- THE DATA
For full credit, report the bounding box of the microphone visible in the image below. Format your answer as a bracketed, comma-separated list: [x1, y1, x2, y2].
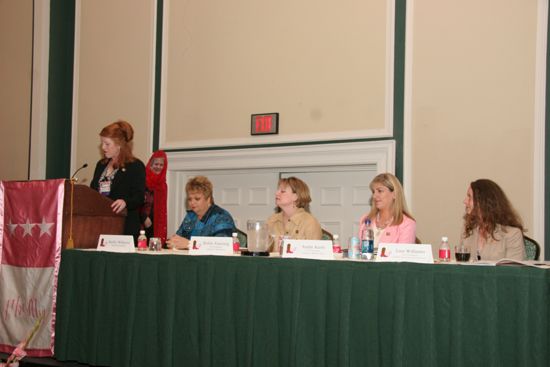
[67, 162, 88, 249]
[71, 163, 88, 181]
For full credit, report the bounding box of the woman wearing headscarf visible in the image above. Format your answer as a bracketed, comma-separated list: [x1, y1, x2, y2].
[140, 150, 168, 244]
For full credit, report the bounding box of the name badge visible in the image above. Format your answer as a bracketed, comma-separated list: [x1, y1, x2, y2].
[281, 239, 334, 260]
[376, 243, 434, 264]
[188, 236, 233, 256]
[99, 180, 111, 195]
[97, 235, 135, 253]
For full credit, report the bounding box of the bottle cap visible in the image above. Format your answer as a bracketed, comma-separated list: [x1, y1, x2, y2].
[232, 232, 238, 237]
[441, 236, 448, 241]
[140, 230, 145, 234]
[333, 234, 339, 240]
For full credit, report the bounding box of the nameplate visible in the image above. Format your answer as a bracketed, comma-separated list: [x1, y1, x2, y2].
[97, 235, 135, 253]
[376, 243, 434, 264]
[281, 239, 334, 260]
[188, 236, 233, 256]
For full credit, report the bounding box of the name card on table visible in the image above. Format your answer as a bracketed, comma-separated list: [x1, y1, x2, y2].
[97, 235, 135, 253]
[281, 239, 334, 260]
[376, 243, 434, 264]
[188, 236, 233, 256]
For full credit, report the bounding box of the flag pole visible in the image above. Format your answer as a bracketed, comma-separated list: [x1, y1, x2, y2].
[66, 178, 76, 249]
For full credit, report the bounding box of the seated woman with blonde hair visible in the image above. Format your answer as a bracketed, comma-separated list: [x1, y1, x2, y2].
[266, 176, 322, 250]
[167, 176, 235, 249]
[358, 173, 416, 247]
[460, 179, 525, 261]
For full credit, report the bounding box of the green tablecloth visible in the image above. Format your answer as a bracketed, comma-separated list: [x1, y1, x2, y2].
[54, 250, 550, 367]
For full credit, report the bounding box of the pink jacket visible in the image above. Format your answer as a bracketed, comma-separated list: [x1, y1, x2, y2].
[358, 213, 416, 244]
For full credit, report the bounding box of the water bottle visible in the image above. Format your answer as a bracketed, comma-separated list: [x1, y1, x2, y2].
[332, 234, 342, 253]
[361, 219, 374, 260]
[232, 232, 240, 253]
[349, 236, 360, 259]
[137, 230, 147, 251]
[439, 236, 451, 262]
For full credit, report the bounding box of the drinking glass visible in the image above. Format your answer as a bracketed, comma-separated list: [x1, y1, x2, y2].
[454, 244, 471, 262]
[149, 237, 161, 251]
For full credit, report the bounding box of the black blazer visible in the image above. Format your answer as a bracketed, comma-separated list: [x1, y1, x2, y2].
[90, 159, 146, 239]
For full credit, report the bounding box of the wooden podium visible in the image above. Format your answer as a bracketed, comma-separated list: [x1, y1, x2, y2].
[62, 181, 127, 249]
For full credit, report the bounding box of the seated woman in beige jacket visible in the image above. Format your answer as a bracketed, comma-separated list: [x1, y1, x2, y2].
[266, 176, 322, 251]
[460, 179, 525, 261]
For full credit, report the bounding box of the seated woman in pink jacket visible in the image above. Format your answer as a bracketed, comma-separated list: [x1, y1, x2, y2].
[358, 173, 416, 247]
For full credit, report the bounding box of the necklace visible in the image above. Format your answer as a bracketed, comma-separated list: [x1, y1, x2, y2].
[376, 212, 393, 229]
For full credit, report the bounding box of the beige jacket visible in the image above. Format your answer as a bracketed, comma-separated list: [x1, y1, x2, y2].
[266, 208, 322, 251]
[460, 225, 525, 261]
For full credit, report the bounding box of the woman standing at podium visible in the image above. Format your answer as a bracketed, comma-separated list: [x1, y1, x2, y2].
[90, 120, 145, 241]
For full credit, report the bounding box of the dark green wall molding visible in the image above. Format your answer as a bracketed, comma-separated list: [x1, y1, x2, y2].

- WORK INSTRUCTIONS
For each line above, output its wording exactly and leave out any picture.

- WRITTEN SOLUTION
For full credit, report the bounding box of the microphone visible in the image below. Format your answer as a bracketed, comma-separated list: [x1, y1, x2, y2].
[67, 162, 88, 249]
[71, 163, 88, 181]
For full credit, report the bounding box of the woman wearing headscarf visible in the image above. Format your answer as a bracketed, comma-separated list: [x1, y1, x2, y2].
[140, 150, 168, 244]
For full credit, report the bounding box of the name badge visible in the image above. Format your answer as a bracketed, comma-separated list: [x1, y1, x2, y2].
[281, 239, 334, 260]
[376, 243, 434, 264]
[188, 236, 233, 256]
[99, 180, 111, 195]
[97, 235, 135, 253]
For full credit, report the bounding box of the bottle cap visible in the image above. Format your answer as a bracketed, comma-separated list: [x1, y1, x2, y2].
[232, 232, 238, 237]
[441, 236, 448, 241]
[140, 230, 145, 234]
[333, 234, 339, 240]
For full credit, report the bounding box of the nameplate visible in the image above. Format your answer as a bracketed, comma-separated list: [x1, y1, x2, y2].
[97, 235, 135, 253]
[376, 243, 434, 264]
[281, 239, 334, 260]
[188, 236, 233, 256]
For full credit, report the bounding box of the name card on table visible in the image above. Format your answer as a bracketed, comma-separated list: [x1, y1, x2, y2].
[97, 235, 135, 253]
[281, 239, 334, 260]
[376, 243, 434, 264]
[188, 236, 233, 256]
For full credit, report the bounding box of the flag pole visible in the image above. Format your answer as a bracketed, comma-separated list: [x1, y1, x2, y2].
[66, 178, 76, 249]
For full credit, report the bounding box of the seated woman with blonde hair visible in the image above. Format your answer as a bracketed, comma-separated list: [x1, y1, x2, y2].
[266, 176, 322, 250]
[167, 176, 235, 249]
[358, 173, 416, 247]
[460, 179, 525, 261]
For full credit, report the bounding box of the green tablecloth visible in the image above. Format your answer as a bracketed, comma-separated list: [x1, y1, x2, y2].
[54, 250, 550, 367]
For full credit, report the bounding box of the pink jacket visible in the image above. Format your answer as a bracketed, comma-separated list: [x1, y1, x2, y2].
[358, 213, 416, 244]
For full credit, report the bounding box of the water bottle visible in the image above. Format your answer as a bracketed, comma-separated list: [x1, y1, x2, y2].
[332, 234, 342, 253]
[361, 219, 374, 260]
[232, 232, 240, 253]
[349, 236, 360, 259]
[137, 230, 147, 251]
[439, 236, 451, 262]
For full credit, report the bounding box of the drinking glass visible in the image above. Format your answer as a bracketed, comma-separated list: [x1, y1, x2, y2].
[454, 244, 471, 262]
[149, 237, 161, 251]
For full credit, report the bounding box of the black blazer visible in the image above. Format your answer as a bracketed, comma-separated list: [x1, y1, x2, y2].
[90, 159, 146, 239]
For full credit, report the bounding box of the wooden podium visible in the image above. Format your answer as a bracketed, comma-separated list: [x1, y1, x2, y2].
[62, 181, 127, 249]
For full credit, report the bounding box of the seated woman in beige jacket visible in the image above. Format your answer as a bracketed, comma-separated list: [x1, y1, x2, y2].
[266, 176, 322, 251]
[460, 179, 525, 261]
For full credit, report the bounding box of the seated woman in pink jacket visible in the image above. Format your answer as a bracketed, comma-separated list: [x1, y1, x2, y2].
[358, 173, 416, 247]
For full credit, report the bounding box of the necklace visible in the image above. Format your answer as a bracketed, comma-separated list: [x1, y1, x2, y2].
[376, 212, 393, 229]
For full credit, report the bounding box of the beige jacket visible in the image above. Format your answer as a bracketed, comma-separated list: [x1, y1, x2, y2].
[266, 208, 322, 251]
[460, 225, 525, 261]
For full credit, report the bounding box of the woman standing at podium visible in the image above. Format your answer as a bracketed, comma-separated list: [x1, y1, x2, y2].
[90, 120, 145, 241]
For full credit, report the bounding box of the dark green wall molding visible in the image above. Format your answer as a bracketed, comma-separated list: [x1, y1, x2, y2].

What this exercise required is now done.